#### Input rows
_ _ _ _ _ _ _

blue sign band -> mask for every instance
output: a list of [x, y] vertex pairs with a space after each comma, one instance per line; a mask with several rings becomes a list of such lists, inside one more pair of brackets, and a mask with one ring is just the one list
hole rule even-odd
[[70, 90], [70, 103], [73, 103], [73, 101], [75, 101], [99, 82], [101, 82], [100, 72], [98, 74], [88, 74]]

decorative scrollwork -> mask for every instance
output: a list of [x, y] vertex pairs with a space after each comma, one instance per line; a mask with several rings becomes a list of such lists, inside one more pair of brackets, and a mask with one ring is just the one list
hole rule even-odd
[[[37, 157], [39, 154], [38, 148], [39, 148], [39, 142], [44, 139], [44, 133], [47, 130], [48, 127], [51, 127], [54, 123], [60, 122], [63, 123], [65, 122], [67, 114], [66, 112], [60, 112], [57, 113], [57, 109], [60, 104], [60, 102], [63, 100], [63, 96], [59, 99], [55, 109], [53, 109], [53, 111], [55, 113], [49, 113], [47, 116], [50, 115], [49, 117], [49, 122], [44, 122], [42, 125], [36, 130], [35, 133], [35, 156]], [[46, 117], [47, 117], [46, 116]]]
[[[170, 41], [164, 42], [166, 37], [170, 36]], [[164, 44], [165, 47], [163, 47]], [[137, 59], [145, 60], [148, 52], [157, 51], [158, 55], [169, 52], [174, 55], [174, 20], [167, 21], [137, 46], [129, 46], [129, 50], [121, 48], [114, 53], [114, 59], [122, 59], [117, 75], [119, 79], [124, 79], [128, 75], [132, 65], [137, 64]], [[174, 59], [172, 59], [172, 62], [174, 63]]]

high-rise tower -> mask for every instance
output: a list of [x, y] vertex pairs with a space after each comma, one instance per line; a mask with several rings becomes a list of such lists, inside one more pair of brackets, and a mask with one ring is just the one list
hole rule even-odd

_ _ _ _ _ _ _

#### To do
Could you write out the listing above again with "hole rule" swapped for "fill rule" everywhere, changing nothing else?

#### Answer to this exercise
blue sign band -> mask for every instance
output: a list of [x, y] vertex pairs with a space after each comma, one instance per line; a mask with several rings becomes a list of such lists, inside one more pair of brackets, and a mask with one ring is just the one list
fill rule even-odd
[[70, 90], [70, 103], [73, 103], [73, 101], [75, 101], [99, 82], [101, 82], [100, 72], [98, 74], [88, 74]]

decorative scrollwork -> mask for every instance
output: a list of [x, y] vertex pairs with a space after each comma, one instance per line; a mask with several rings becomes a list of such lists, inside one more pair of brackets, and a mask with one ring is just the one list
fill rule even-odd
[[[37, 157], [39, 154], [38, 148], [39, 148], [39, 142], [44, 139], [44, 133], [47, 130], [48, 127], [51, 127], [54, 123], [60, 122], [63, 123], [65, 122], [67, 114], [66, 112], [60, 112], [57, 113], [57, 109], [60, 104], [60, 102], [63, 100], [63, 96], [59, 99], [55, 109], [53, 109], [53, 111], [55, 113], [49, 113], [47, 116], [50, 115], [49, 117], [49, 122], [44, 122], [42, 125], [36, 130], [35, 133], [35, 156]], [[46, 117], [47, 117], [46, 116]]]
[[[170, 41], [164, 42], [166, 37], [170, 36]], [[164, 44], [165, 47], [163, 47]], [[137, 59], [145, 60], [148, 52], [157, 51], [158, 55], [169, 52], [174, 55], [174, 20], [167, 21], [137, 46], [129, 46], [129, 50], [121, 48], [114, 53], [114, 59], [122, 59], [117, 75], [119, 79], [124, 79], [128, 75], [132, 65], [137, 64]], [[174, 59], [172, 59], [172, 62], [174, 63]]]

high-rise tower -> mask for every instance
output: a list of [x, y] vertex pairs with a space after each comma, one instance per line; a mask with several rings becomes a list of such lists, inside one more pair of brackets, and a mask with one ring is just the one list
fill rule even-odd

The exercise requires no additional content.